The data:
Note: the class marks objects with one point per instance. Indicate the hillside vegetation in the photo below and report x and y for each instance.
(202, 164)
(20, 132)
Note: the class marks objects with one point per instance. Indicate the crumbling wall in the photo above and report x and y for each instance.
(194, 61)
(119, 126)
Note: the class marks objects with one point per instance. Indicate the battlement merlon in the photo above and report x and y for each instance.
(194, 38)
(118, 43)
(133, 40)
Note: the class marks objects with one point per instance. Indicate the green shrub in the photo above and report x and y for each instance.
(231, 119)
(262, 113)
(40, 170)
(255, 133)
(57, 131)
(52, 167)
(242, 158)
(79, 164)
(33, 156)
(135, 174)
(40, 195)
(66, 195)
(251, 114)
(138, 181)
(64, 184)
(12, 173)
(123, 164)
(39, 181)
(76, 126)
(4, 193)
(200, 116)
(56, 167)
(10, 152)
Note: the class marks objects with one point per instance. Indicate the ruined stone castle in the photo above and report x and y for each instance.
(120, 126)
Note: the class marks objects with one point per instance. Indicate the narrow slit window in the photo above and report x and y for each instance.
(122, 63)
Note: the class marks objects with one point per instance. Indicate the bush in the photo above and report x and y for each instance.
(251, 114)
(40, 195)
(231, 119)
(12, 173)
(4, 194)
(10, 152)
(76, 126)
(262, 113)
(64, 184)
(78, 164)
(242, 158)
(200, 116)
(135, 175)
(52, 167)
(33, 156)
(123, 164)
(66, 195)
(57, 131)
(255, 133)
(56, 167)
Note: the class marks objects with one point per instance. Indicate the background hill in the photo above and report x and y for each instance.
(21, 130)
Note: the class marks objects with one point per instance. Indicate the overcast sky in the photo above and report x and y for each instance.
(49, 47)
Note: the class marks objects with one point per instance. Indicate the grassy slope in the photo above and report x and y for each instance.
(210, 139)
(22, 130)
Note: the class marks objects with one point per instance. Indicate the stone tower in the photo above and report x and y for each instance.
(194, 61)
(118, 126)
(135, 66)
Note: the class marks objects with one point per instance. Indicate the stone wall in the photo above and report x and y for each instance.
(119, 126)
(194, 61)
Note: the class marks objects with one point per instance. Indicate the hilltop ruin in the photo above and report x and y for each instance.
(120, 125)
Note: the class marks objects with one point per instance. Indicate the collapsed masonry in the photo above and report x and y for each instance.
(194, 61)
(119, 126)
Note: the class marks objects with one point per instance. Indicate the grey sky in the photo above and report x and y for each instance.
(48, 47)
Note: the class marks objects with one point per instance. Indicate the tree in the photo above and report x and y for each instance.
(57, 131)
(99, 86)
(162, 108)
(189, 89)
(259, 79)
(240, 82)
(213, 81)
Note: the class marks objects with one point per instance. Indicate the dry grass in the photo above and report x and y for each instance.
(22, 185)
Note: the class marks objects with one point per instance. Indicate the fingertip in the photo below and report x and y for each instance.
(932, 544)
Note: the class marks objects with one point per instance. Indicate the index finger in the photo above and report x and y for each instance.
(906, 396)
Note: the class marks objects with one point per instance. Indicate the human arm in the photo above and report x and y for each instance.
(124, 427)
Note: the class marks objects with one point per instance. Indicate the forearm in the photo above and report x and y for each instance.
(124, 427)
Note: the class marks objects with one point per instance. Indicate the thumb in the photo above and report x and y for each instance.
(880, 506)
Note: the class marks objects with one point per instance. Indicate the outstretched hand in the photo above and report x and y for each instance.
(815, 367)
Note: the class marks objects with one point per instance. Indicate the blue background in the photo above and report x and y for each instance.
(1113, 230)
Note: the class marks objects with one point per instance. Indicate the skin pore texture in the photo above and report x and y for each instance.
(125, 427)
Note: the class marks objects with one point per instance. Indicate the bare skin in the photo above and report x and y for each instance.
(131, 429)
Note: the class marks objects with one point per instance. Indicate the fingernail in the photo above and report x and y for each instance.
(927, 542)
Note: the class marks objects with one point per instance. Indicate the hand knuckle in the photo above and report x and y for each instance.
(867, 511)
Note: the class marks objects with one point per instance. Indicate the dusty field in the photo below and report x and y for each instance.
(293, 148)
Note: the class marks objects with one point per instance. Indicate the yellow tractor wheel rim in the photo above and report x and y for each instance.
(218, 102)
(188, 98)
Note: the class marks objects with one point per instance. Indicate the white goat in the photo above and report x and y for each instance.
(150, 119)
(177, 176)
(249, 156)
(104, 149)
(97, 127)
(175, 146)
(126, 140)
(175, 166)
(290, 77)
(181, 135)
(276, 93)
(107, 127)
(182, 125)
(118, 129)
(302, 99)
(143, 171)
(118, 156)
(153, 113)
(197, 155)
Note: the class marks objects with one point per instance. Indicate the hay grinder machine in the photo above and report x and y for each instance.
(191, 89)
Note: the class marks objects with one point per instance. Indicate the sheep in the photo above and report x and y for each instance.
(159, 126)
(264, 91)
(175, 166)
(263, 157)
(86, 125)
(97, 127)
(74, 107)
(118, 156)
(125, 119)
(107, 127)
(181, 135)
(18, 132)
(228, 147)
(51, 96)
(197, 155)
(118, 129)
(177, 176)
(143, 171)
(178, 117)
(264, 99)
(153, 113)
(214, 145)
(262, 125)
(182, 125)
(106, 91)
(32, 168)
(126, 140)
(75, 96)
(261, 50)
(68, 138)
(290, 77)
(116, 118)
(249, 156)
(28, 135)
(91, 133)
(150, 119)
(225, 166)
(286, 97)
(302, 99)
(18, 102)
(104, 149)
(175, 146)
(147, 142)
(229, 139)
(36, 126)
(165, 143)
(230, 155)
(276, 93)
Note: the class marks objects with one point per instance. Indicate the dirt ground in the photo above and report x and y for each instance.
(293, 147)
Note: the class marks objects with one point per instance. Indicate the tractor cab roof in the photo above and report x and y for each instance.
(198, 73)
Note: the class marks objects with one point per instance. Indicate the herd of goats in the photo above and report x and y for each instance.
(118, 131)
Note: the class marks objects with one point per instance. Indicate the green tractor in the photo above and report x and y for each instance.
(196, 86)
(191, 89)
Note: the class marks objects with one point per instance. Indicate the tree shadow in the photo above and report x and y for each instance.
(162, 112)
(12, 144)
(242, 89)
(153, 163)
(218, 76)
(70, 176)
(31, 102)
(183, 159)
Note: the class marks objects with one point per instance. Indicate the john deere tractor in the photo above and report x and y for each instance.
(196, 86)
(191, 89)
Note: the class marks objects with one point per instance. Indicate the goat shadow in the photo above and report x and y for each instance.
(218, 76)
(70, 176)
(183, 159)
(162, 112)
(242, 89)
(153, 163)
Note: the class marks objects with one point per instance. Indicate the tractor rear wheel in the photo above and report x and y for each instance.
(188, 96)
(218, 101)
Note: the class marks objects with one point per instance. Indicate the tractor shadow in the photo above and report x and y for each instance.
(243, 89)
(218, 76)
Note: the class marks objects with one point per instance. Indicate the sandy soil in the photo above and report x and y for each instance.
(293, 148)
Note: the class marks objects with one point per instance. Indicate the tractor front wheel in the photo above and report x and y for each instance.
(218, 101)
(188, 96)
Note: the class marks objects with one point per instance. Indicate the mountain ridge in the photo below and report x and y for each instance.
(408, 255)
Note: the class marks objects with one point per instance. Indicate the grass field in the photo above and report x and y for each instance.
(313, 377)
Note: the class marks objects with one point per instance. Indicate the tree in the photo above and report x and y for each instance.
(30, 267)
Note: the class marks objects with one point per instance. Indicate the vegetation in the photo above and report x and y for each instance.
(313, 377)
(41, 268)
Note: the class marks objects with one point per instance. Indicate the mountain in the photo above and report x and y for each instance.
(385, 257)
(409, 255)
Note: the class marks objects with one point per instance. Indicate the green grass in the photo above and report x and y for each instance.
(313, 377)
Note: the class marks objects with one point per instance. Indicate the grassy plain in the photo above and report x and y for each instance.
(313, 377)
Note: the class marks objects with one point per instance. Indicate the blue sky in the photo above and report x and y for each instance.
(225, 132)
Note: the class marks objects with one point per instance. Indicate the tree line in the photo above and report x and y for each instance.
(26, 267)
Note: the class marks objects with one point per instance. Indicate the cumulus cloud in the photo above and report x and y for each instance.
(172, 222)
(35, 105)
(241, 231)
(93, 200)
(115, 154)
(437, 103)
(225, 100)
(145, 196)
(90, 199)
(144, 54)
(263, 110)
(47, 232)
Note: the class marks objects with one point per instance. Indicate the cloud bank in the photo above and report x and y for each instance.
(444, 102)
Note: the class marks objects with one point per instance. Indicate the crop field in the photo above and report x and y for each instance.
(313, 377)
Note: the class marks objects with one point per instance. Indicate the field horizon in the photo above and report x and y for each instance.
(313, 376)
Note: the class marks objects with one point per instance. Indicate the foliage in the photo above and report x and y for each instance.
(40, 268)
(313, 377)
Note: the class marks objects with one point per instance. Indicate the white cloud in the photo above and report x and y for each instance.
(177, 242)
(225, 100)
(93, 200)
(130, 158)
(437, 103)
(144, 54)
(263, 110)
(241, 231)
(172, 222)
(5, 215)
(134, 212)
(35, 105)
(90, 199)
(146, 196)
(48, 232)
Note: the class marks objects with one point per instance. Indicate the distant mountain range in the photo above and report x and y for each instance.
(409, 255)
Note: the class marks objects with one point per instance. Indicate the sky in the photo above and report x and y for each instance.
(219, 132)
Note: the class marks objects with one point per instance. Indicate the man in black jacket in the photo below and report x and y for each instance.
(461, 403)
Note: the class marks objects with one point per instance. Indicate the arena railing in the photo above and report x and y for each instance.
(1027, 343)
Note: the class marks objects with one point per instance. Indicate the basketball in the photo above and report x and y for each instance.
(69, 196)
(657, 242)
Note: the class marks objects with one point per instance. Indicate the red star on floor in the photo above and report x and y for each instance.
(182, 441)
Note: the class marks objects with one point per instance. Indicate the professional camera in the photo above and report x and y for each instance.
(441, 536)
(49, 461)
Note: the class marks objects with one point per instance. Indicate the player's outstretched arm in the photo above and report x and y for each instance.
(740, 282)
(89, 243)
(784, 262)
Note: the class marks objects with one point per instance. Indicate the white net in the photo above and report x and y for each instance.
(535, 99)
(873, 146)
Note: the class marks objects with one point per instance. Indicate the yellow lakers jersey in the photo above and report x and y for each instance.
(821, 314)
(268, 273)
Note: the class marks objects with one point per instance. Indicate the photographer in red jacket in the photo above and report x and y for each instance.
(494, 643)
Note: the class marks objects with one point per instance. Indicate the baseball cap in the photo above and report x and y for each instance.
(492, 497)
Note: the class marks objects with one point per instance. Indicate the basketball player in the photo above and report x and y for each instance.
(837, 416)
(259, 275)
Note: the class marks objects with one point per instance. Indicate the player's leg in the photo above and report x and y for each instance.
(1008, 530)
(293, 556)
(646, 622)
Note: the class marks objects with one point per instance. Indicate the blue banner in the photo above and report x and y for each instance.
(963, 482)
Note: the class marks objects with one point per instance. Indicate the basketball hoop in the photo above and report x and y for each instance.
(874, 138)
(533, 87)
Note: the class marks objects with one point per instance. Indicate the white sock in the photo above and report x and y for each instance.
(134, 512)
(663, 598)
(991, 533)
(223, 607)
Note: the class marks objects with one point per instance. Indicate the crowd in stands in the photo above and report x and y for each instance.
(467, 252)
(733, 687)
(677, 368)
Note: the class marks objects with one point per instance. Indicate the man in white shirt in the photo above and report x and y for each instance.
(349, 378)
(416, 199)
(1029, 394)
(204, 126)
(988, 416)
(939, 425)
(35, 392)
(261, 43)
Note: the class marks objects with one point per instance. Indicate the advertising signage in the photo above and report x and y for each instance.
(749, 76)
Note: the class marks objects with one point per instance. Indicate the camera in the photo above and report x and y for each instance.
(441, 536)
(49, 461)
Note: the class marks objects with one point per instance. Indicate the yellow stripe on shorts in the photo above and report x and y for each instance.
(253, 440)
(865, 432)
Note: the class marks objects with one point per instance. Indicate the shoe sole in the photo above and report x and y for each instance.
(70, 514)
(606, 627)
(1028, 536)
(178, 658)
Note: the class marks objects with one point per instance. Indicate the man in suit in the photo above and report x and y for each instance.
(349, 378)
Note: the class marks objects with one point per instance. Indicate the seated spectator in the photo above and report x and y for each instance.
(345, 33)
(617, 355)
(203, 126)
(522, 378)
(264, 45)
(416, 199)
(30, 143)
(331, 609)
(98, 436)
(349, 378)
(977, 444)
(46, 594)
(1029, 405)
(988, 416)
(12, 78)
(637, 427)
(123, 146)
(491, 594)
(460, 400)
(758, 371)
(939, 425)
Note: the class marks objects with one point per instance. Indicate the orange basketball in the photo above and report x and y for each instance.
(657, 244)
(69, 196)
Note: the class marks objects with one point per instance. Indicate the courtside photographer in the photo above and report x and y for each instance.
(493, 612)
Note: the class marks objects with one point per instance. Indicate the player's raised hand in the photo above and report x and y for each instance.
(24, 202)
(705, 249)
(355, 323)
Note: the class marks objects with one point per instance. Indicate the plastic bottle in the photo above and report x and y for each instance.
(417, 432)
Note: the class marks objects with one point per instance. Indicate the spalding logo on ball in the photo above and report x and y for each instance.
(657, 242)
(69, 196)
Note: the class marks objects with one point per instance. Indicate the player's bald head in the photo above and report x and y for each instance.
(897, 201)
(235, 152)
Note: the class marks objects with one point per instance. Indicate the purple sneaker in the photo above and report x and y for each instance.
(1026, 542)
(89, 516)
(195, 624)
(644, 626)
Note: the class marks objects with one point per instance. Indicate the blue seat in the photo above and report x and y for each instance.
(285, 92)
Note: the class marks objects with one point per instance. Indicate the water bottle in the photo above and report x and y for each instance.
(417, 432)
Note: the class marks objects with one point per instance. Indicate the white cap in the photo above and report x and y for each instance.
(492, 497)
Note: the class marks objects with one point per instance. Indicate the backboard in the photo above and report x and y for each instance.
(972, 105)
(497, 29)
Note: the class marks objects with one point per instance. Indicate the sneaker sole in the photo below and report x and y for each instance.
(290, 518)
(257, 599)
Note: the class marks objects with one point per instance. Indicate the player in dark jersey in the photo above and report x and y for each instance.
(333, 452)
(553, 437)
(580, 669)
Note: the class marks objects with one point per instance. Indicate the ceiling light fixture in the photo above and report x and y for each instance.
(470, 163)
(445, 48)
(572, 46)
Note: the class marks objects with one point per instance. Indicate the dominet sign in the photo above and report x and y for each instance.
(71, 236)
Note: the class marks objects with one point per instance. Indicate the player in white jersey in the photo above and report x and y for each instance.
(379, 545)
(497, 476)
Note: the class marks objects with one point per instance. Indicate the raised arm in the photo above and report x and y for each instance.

Exercise aim: Please copy word for word the part that opens with the line containing "player in white" and runs through the last line of the items.

Full output:
Note: the class marks objects with one point per instance. Indicate the player in white jersey in the photo above and report x and y for each instance.
(379, 545)
(497, 476)
Note: the class marks objects with one point per instance. Indicate the raised arm in the photo above and report x and y for each instance.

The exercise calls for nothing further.